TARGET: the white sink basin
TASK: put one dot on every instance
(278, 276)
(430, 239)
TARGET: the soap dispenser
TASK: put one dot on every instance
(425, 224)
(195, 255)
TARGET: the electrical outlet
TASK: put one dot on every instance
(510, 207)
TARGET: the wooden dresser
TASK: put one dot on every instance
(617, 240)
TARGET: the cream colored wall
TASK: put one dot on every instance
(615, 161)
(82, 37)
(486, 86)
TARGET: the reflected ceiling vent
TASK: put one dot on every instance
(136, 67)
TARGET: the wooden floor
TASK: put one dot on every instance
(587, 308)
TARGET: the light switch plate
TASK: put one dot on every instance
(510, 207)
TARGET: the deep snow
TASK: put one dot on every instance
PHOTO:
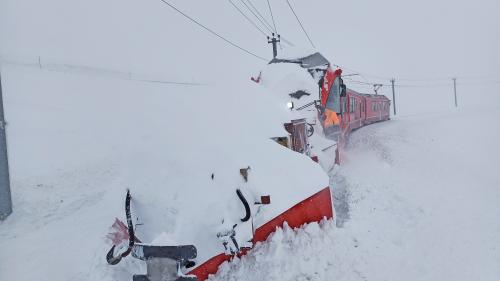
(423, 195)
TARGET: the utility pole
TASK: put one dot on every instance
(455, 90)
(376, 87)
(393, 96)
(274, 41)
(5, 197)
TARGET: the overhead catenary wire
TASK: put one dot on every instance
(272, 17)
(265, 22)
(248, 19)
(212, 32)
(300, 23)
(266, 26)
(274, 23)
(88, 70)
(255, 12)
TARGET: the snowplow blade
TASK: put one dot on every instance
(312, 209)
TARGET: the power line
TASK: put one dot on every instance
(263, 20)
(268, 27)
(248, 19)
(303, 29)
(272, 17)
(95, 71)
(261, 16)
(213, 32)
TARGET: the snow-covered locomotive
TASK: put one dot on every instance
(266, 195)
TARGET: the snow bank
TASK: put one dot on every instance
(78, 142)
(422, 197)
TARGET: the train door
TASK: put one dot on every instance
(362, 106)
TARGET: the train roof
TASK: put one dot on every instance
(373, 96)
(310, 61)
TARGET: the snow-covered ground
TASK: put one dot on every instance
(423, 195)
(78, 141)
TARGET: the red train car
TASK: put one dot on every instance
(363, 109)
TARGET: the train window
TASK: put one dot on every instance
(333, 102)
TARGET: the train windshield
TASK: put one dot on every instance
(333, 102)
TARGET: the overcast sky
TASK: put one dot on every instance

########################################

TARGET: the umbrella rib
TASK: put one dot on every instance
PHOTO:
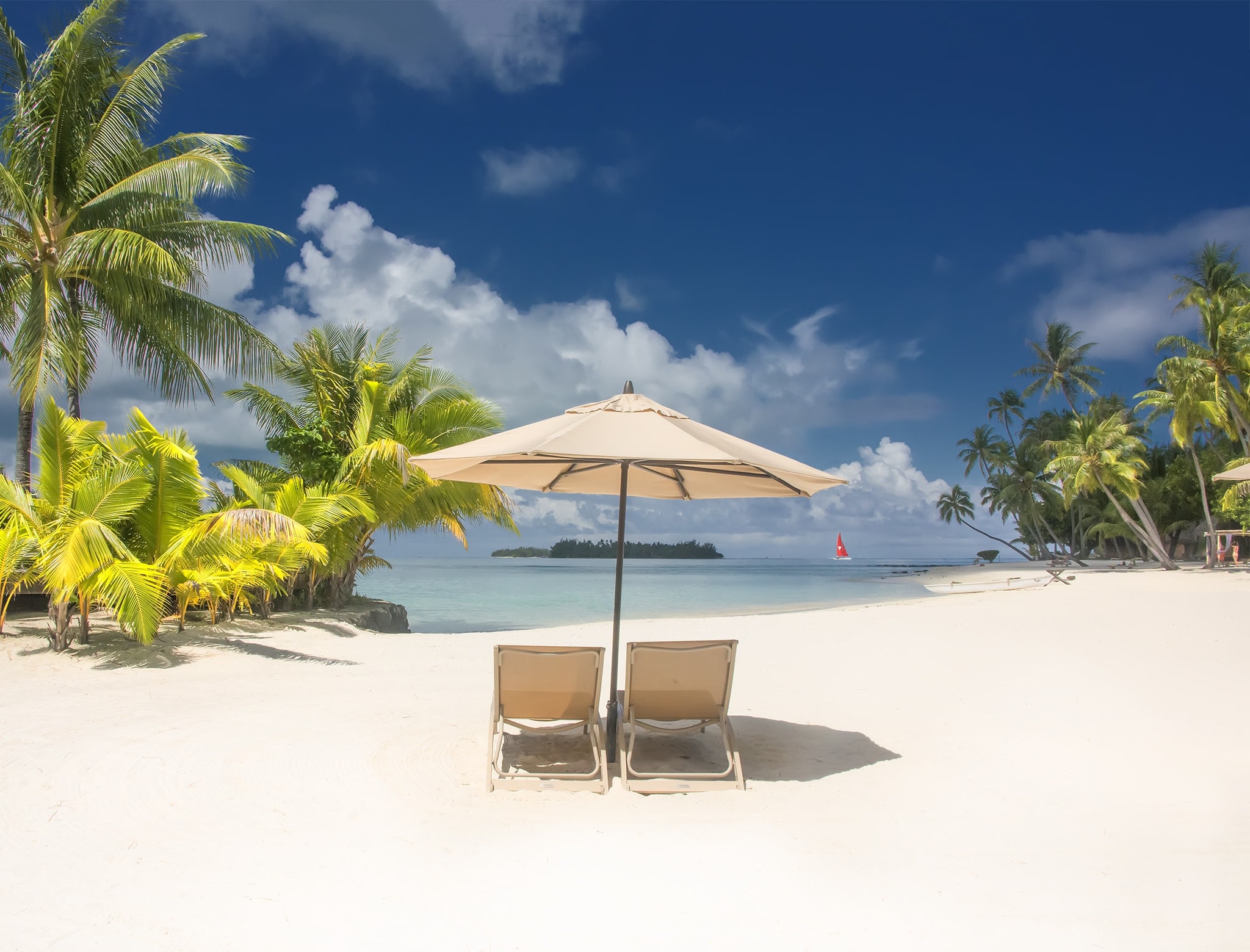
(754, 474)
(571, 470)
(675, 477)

########################################

**What you need to do:** In the material above, find the line containing "TARGET: the train roof" and the line containing "TARGET: the train windshield", then write out exactly those two lines and every line between them, and nothing more.

**Reply to the exercise:**
TARGET: the train roof
TASK: put one dot on every instance
(373, 96)
(310, 61)
TARGET: the snow-covered ground
TASK: put one dot on every instance
(423, 195)
(78, 141)
TARGET: the red train car
TASK: put one dot on every instance
(363, 109)
TARGET: the train window
TASK: put one dot on every instance
(333, 102)
TARGET: the train windshield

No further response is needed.